§ TASK INPUTS:
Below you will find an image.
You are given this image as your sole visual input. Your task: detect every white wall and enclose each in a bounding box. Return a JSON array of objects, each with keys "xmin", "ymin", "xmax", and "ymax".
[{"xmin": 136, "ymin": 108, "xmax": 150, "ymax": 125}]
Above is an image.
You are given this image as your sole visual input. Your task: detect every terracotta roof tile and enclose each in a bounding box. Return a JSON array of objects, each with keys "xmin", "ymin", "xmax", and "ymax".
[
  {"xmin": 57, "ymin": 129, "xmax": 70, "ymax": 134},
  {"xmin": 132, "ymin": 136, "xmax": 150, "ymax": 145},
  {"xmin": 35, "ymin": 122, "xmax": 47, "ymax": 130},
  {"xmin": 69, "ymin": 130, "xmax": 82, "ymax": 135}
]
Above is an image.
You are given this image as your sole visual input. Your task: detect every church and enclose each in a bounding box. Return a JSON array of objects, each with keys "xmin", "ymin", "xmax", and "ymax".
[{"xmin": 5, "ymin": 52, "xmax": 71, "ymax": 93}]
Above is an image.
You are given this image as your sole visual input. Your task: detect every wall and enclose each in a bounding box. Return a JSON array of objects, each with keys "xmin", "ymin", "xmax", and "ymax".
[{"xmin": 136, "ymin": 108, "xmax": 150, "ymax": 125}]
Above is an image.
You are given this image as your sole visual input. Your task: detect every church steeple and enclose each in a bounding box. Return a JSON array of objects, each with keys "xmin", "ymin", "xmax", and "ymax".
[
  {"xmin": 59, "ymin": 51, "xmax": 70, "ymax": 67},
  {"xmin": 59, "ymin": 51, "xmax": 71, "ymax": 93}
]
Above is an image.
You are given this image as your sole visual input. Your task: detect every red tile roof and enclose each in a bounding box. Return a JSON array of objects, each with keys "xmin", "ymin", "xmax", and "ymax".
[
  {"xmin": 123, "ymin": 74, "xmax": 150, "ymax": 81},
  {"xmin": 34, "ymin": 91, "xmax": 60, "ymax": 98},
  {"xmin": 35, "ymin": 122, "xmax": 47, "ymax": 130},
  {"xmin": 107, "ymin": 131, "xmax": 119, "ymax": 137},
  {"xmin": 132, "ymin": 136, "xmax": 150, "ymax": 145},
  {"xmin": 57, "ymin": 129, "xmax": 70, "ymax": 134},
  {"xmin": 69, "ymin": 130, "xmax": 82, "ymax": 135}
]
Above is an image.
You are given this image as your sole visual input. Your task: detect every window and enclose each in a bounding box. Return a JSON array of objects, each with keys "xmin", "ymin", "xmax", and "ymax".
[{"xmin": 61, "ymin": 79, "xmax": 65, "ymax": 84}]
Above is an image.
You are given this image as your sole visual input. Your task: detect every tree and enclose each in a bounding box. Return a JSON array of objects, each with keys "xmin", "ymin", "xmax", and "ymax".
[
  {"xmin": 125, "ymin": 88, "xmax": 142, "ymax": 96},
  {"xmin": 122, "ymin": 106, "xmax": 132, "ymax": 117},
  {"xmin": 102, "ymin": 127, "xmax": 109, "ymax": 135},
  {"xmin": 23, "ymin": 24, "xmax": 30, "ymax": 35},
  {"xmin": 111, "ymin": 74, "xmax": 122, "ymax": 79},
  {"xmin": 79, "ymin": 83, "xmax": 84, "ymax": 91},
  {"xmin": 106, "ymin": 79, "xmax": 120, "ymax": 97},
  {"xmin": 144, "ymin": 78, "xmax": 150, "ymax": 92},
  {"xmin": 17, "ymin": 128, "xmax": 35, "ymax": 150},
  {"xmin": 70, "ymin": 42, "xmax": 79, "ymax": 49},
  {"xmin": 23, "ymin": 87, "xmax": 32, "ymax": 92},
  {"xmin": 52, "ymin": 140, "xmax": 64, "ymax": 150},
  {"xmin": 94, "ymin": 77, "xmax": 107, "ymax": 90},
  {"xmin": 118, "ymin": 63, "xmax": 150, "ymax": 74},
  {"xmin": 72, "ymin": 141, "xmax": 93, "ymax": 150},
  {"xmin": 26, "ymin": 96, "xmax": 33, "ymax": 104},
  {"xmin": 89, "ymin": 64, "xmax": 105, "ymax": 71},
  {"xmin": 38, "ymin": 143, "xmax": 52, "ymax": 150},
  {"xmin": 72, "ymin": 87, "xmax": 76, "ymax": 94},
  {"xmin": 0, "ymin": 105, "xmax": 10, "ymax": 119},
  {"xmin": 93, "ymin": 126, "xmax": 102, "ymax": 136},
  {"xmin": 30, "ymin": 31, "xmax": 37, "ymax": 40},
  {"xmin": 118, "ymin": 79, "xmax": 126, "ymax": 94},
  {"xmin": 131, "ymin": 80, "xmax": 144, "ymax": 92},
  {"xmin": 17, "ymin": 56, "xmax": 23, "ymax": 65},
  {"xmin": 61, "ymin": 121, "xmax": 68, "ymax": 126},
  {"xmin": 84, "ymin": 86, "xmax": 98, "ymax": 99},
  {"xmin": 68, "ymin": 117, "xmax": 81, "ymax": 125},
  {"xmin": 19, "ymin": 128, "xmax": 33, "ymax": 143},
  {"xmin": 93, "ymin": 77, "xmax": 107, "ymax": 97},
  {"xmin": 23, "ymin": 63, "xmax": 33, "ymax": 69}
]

§ PROMPT:
Give the listing again, word for word.

§ ANSWER SPACE:
Below you will find an image.
You are given this image as your sole visual input. Your task: detect every white wall and enclose each in a bounding box. Return a JSON array of objects, each with keys "xmin", "ymin", "xmax", and "ymax".
[{"xmin": 136, "ymin": 108, "xmax": 150, "ymax": 125}]
Above is an image.
You are given this image as your sole visual input. Your task: detect every terracotta roof tile and enclose each in a bounding box. Return a JSON array of objects, each with keys "xmin", "ymin", "xmax", and "ymax".
[
  {"xmin": 57, "ymin": 129, "xmax": 70, "ymax": 134},
  {"xmin": 132, "ymin": 136, "xmax": 150, "ymax": 145},
  {"xmin": 35, "ymin": 122, "xmax": 47, "ymax": 130},
  {"xmin": 69, "ymin": 130, "xmax": 82, "ymax": 135}
]
Above is an image.
You are given this image as your sole visual input. Your task: detect every church and enclose each in a bounding box. Return a JSON array of objects, each with keys "xmin", "ymin", "xmax", and "ymax".
[{"xmin": 5, "ymin": 52, "xmax": 71, "ymax": 93}]
Above is an image.
You are given this image as your sole visual input. Your task: detect every wall and enclose each in a bounding box. Return a JSON array of objects, each with keys "xmin", "ymin", "xmax", and "ymax".
[{"xmin": 136, "ymin": 108, "xmax": 150, "ymax": 125}]
Above is an image.
You are given this image as your sole visual input. Your task: detect every church steeple and enclose each in a bounding box. Return a JSON array of objects, each with keys "xmin", "ymin", "xmax", and "ymax".
[
  {"xmin": 59, "ymin": 51, "xmax": 70, "ymax": 67},
  {"xmin": 59, "ymin": 51, "xmax": 71, "ymax": 93}
]
Above is an image.
You are given this image as your sole visual input. Your task: detect every red tile roof and enclose each in a bounding box. Return a JSON array of objects, each with keys "xmin", "ymin", "xmax", and "ymax".
[
  {"xmin": 123, "ymin": 74, "xmax": 150, "ymax": 81},
  {"xmin": 34, "ymin": 91, "xmax": 60, "ymax": 98},
  {"xmin": 35, "ymin": 122, "xmax": 47, "ymax": 130},
  {"xmin": 107, "ymin": 131, "xmax": 119, "ymax": 137},
  {"xmin": 132, "ymin": 136, "xmax": 150, "ymax": 145},
  {"xmin": 57, "ymin": 129, "xmax": 70, "ymax": 134},
  {"xmin": 69, "ymin": 130, "xmax": 82, "ymax": 135}
]
Above is an image.
You are given this image as your sole visual input. Your task: detect every window and enclose each in a bounding box. Return a JSON array of objects, each with keys "xmin", "ymin", "xmax", and "ymax".
[{"xmin": 61, "ymin": 79, "xmax": 65, "ymax": 84}]
Above is an image.
You are given this image as your sole visual input. Your task: detect every tree and enclose each in a bounding box. Return a JSON array of objects, each with keys "xmin", "ymin", "xmax", and "ymax".
[
  {"xmin": 125, "ymin": 88, "xmax": 142, "ymax": 96},
  {"xmin": 122, "ymin": 106, "xmax": 132, "ymax": 117},
  {"xmin": 102, "ymin": 127, "xmax": 109, "ymax": 135},
  {"xmin": 23, "ymin": 24, "xmax": 30, "ymax": 35},
  {"xmin": 111, "ymin": 74, "xmax": 122, "ymax": 79},
  {"xmin": 79, "ymin": 83, "xmax": 84, "ymax": 91},
  {"xmin": 106, "ymin": 79, "xmax": 120, "ymax": 97},
  {"xmin": 144, "ymin": 78, "xmax": 150, "ymax": 92},
  {"xmin": 17, "ymin": 128, "xmax": 35, "ymax": 150},
  {"xmin": 70, "ymin": 42, "xmax": 79, "ymax": 49},
  {"xmin": 23, "ymin": 87, "xmax": 32, "ymax": 92},
  {"xmin": 52, "ymin": 140, "xmax": 64, "ymax": 150},
  {"xmin": 94, "ymin": 77, "xmax": 107, "ymax": 90},
  {"xmin": 118, "ymin": 63, "xmax": 150, "ymax": 74},
  {"xmin": 72, "ymin": 141, "xmax": 93, "ymax": 150},
  {"xmin": 26, "ymin": 96, "xmax": 33, "ymax": 104},
  {"xmin": 89, "ymin": 64, "xmax": 105, "ymax": 71},
  {"xmin": 38, "ymin": 143, "xmax": 52, "ymax": 150},
  {"xmin": 72, "ymin": 87, "xmax": 76, "ymax": 94},
  {"xmin": 0, "ymin": 105, "xmax": 10, "ymax": 119},
  {"xmin": 93, "ymin": 126, "xmax": 102, "ymax": 136},
  {"xmin": 30, "ymin": 31, "xmax": 37, "ymax": 40},
  {"xmin": 118, "ymin": 79, "xmax": 126, "ymax": 94},
  {"xmin": 131, "ymin": 80, "xmax": 144, "ymax": 92},
  {"xmin": 17, "ymin": 56, "xmax": 23, "ymax": 65},
  {"xmin": 61, "ymin": 121, "xmax": 68, "ymax": 126},
  {"xmin": 84, "ymin": 86, "xmax": 98, "ymax": 99},
  {"xmin": 68, "ymin": 117, "xmax": 81, "ymax": 125},
  {"xmin": 19, "ymin": 128, "xmax": 33, "ymax": 143},
  {"xmin": 93, "ymin": 77, "xmax": 107, "ymax": 97},
  {"xmin": 23, "ymin": 63, "xmax": 33, "ymax": 69}
]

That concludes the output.